## BEGIN Exercise inputs

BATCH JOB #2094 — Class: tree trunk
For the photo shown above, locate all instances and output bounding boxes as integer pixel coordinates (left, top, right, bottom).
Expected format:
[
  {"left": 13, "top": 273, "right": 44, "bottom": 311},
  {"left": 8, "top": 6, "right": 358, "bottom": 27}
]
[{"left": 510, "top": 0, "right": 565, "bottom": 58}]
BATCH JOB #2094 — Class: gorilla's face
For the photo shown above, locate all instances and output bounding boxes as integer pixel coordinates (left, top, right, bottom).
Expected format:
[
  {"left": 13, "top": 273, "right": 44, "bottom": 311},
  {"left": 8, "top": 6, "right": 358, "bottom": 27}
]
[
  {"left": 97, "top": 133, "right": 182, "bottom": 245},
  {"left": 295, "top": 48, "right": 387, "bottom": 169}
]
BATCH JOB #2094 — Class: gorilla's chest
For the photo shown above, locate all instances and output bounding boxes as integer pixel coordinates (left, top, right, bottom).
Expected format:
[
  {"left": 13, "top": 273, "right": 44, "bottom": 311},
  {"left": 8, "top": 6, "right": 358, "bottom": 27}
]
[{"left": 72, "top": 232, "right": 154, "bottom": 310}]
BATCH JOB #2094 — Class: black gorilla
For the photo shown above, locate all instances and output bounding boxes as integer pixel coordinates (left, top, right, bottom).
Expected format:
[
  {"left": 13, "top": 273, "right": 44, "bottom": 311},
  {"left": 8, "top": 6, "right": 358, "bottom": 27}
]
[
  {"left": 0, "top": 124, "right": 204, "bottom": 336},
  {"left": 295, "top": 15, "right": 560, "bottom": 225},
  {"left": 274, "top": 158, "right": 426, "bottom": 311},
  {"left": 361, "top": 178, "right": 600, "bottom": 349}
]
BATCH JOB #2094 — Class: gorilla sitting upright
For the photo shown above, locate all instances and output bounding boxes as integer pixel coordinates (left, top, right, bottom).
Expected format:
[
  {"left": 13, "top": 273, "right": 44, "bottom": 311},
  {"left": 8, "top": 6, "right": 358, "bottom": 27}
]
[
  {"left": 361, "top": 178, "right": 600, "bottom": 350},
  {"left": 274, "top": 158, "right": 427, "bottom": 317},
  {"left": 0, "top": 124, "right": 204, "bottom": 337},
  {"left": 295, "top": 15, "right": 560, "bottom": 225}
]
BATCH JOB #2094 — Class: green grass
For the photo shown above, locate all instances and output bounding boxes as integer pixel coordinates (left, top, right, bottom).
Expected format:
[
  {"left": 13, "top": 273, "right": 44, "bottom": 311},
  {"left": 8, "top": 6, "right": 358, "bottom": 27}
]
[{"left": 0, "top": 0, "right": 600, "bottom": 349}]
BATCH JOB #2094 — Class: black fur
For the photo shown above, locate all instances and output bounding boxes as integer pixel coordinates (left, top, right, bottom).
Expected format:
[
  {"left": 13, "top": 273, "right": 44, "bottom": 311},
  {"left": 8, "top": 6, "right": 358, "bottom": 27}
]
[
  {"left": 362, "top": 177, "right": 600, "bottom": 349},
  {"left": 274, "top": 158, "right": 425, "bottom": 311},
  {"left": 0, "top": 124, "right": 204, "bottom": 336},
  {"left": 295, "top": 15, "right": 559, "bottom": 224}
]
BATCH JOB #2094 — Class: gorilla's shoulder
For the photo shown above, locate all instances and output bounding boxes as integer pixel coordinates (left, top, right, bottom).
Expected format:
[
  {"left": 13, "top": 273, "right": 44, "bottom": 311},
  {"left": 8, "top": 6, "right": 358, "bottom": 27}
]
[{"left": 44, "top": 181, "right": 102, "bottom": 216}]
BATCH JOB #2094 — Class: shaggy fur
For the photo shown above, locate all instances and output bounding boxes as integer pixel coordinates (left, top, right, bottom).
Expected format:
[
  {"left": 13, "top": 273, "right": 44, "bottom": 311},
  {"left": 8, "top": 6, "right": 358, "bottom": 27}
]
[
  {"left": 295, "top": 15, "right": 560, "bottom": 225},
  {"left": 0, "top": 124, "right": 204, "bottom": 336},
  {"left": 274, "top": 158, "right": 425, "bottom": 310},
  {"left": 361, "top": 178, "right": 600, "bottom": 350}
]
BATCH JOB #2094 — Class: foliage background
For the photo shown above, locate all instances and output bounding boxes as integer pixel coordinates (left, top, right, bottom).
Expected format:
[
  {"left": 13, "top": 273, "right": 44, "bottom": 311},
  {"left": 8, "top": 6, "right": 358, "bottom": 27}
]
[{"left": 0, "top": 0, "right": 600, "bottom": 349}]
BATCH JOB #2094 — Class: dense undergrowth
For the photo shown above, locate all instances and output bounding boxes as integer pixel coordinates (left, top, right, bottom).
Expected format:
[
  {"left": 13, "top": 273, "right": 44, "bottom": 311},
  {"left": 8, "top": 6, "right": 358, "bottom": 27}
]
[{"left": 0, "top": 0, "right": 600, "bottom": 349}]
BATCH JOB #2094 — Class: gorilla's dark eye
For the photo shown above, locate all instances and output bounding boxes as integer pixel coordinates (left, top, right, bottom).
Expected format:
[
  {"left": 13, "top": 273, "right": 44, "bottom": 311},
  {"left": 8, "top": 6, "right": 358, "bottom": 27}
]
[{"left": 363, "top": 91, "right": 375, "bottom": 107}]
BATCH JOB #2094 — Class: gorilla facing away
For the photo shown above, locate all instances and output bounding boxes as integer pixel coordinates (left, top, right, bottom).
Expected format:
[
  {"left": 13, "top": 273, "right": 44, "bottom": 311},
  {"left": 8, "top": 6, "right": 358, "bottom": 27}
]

## END Exercise inputs

Display each line of the listing above that contains the word "black", treating uppercase and lowercase letters as distinct.

BATCH JOB #2094 — Class: black gorilla
BATCH JOB #2094 — Class: black fur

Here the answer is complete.